Dataset rows on where objects appear:
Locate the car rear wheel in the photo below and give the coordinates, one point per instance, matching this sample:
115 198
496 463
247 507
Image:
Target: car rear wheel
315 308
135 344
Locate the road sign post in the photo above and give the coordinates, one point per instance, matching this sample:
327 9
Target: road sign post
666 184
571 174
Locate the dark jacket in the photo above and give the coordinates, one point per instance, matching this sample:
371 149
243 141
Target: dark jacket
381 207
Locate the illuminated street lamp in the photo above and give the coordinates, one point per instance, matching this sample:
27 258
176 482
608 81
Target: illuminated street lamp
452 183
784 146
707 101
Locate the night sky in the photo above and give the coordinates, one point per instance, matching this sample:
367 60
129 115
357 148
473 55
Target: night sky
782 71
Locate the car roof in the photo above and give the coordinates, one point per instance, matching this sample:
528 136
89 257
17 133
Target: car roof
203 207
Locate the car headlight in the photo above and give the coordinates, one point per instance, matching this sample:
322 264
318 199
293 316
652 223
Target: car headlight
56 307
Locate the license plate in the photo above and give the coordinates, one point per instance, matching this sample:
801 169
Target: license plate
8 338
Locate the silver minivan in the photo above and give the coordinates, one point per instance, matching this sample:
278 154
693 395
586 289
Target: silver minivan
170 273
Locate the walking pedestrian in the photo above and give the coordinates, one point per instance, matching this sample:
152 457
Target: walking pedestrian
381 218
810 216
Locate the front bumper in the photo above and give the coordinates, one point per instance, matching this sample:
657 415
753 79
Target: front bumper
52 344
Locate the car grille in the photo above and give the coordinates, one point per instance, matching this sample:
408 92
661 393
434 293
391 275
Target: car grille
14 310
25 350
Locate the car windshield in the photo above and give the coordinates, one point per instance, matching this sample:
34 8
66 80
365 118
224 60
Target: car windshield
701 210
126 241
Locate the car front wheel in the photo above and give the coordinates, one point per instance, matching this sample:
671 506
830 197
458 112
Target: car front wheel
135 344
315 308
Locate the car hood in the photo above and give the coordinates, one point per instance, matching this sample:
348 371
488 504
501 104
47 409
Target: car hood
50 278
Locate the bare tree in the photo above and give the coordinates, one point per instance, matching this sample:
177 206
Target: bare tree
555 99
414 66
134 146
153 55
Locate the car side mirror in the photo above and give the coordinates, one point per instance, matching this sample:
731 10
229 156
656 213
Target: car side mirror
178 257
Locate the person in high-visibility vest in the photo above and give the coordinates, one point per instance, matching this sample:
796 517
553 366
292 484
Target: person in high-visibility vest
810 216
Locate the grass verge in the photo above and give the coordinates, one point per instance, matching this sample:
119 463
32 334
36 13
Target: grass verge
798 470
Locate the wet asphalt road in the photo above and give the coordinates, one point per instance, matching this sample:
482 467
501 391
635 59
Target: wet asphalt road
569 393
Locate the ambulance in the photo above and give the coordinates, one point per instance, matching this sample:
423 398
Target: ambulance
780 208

→ **Problem statement**
Repeat word for word the lines running from the line containing "Locate the grass" to the end of the entries above, inclusive.

→ **Answer in full**
Locate the grass verge in the photo above and give the coordinates, one point per instance, matching this sample:
119 463
32 334
36 13
Target: grass verge
798 470
Locate the wet asphalt road in the photo above and give the coordinates, one point per instance, matching this sample:
482 467
501 391
635 59
Target: wet asphalt road
569 393
Locate the ambulance in the photo above and give the coordinates, one point per instance, matching this sample:
423 398
Target: ambulance
780 208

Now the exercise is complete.